- Kerjakan Ini -
Temukan setiap baris di bawah yang memuat kata "gray", lalu salin baris tersebut satu per satu. Huruf besar dan kecil dibedakan.

---------- Kumpulan Data ----------

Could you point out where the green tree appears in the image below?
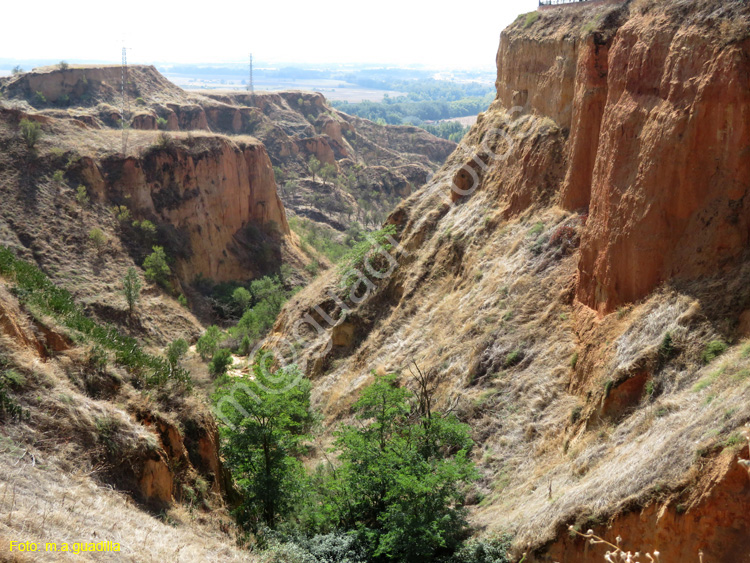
[195,325,222,362]
[20,119,42,150]
[307,155,322,182]
[336,375,477,563]
[320,164,336,184]
[143,246,172,287]
[76,184,91,207]
[232,287,253,311]
[214,364,313,529]
[208,348,233,377]
[122,266,143,317]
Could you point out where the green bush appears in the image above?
[503,348,524,368]
[208,348,232,377]
[336,375,478,563]
[166,338,189,367]
[89,227,107,254]
[339,225,396,290]
[701,340,727,364]
[20,119,42,149]
[195,325,223,362]
[143,246,172,287]
[122,266,143,317]
[76,185,91,207]
[109,205,130,223]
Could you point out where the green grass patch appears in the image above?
[523,12,539,29]
[701,340,727,364]
[0,246,191,387]
[693,366,726,392]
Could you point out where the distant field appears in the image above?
[435,115,477,127]
[163,72,403,103]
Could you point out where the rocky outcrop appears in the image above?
[78,136,290,282]
[528,448,750,563]
[497,4,750,313]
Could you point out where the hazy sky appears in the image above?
[0,0,537,68]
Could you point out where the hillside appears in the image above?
[0,60,453,561]
[0,65,456,242]
[268,0,750,563]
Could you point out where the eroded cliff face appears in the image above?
[268,0,750,563]
[498,3,750,313]
[79,137,294,282]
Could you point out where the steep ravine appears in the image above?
[268,0,750,563]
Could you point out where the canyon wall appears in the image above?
[79,137,290,282]
[497,3,750,313]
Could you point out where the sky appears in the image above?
[0,0,537,69]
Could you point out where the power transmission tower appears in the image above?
[247,53,255,104]
[120,42,130,155]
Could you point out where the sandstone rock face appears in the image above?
[497,6,750,313]
[81,137,290,281]
[578,18,750,311]
[530,454,750,563]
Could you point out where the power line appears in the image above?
[247,53,255,103]
[120,42,130,155]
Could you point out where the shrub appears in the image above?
[448,534,513,563]
[503,348,524,368]
[523,12,539,29]
[232,287,253,311]
[76,184,91,207]
[20,119,42,149]
[166,338,189,366]
[109,205,130,223]
[143,246,172,287]
[701,340,727,364]
[154,133,172,149]
[238,334,253,356]
[339,225,396,290]
[195,325,222,362]
[133,219,156,238]
[122,266,143,317]
[208,348,233,377]
[89,227,107,254]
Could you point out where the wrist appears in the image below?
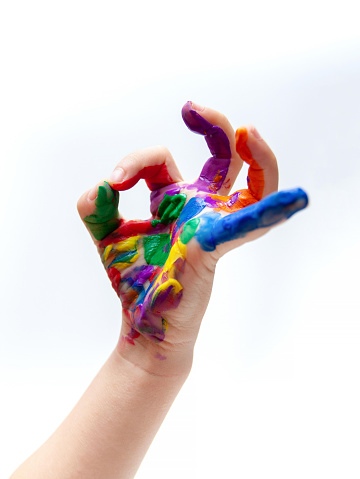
[116,322,194,380]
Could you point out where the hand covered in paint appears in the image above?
[78,102,308,374]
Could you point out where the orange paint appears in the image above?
[235,128,265,200]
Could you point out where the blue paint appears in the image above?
[196,188,308,251]
[174,197,206,233]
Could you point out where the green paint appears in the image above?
[156,193,186,226]
[109,250,137,268]
[180,218,200,244]
[144,234,171,266]
[84,181,119,241]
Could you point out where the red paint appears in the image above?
[112,163,175,191]
[235,128,265,200]
[107,267,121,295]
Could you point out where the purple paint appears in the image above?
[181,101,231,192]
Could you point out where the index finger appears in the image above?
[182,102,243,195]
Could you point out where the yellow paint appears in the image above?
[111,252,139,271]
[114,236,141,251]
[104,248,113,261]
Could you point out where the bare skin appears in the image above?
[12,105,306,479]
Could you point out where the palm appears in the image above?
[84,104,307,342]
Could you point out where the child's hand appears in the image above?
[78,102,308,376]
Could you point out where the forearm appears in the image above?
[11,349,190,479]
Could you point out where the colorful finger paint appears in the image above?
[84,102,308,346]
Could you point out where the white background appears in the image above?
[0,0,360,479]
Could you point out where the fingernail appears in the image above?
[191,102,205,111]
[88,185,99,201]
[251,126,262,140]
[109,168,125,183]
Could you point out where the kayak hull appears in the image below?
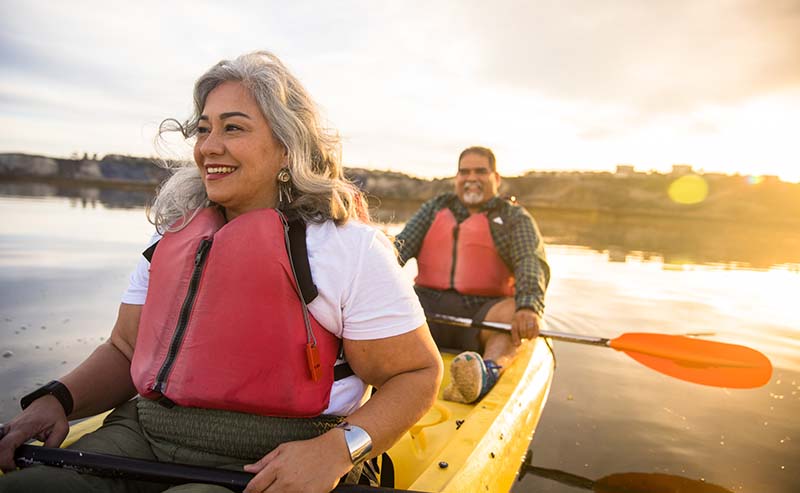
[64,338,554,493]
[388,338,554,493]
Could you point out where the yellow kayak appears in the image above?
[59,338,554,493]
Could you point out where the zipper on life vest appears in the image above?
[152,238,211,394]
[277,211,322,382]
[450,224,461,289]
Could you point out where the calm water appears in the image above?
[0,185,800,493]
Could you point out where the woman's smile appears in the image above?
[194,81,286,220]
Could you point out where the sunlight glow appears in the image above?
[667,175,708,205]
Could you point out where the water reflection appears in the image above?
[373,200,800,272]
[6,183,800,272]
[521,464,731,493]
[0,182,154,209]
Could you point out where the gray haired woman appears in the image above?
[0,51,442,492]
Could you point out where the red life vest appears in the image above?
[415,207,514,296]
[131,208,339,417]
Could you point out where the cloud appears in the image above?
[454,0,800,120]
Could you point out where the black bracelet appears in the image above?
[19,380,73,416]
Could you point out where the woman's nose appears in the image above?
[200,131,225,156]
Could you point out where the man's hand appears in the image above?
[511,308,542,346]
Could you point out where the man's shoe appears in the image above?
[444,351,500,404]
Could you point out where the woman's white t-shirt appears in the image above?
[122,220,425,416]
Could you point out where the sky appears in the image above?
[0,0,800,182]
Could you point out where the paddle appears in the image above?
[520,465,731,493]
[14,445,419,493]
[428,314,772,389]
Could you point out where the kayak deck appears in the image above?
[64,338,554,493]
[388,338,554,493]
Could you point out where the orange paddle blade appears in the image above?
[608,332,772,389]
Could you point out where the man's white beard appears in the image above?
[464,183,483,205]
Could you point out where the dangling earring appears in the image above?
[278,167,292,205]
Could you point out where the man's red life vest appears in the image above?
[131,208,339,417]
[415,207,514,296]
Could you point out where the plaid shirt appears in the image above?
[395,193,550,316]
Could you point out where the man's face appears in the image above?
[456,153,500,210]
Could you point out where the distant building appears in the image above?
[672,164,693,176]
[616,164,635,176]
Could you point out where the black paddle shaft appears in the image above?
[14,445,418,493]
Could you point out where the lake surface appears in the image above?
[0,184,800,493]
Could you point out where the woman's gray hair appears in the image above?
[148,51,369,232]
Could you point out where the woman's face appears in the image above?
[194,81,286,220]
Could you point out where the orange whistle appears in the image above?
[306,342,322,382]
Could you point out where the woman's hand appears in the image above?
[239,428,353,493]
[0,395,69,471]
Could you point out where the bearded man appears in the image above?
[395,147,550,403]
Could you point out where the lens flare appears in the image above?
[667,175,708,204]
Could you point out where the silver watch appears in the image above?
[336,421,372,465]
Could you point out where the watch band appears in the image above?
[336,421,372,465]
[19,380,73,416]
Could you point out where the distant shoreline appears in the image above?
[0,154,800,227]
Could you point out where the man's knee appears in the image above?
[483,298,517,324]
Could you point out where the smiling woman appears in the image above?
[0,52,442,492]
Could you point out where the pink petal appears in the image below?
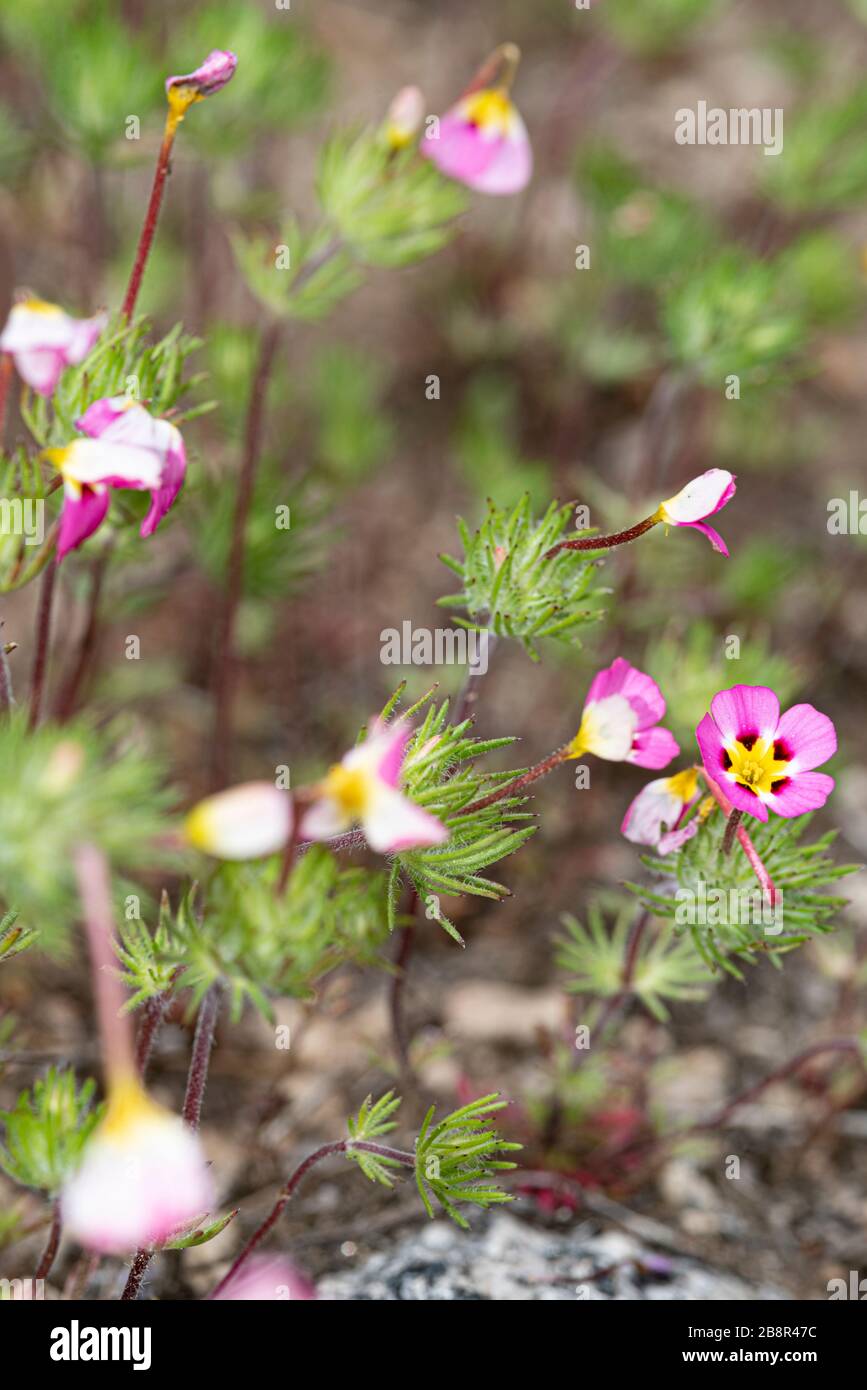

----------

- Hasil Tugas -
Could you point out where the gray haired woman appears in the image above?
Could you point out where the woman's gray hair appears in the image above?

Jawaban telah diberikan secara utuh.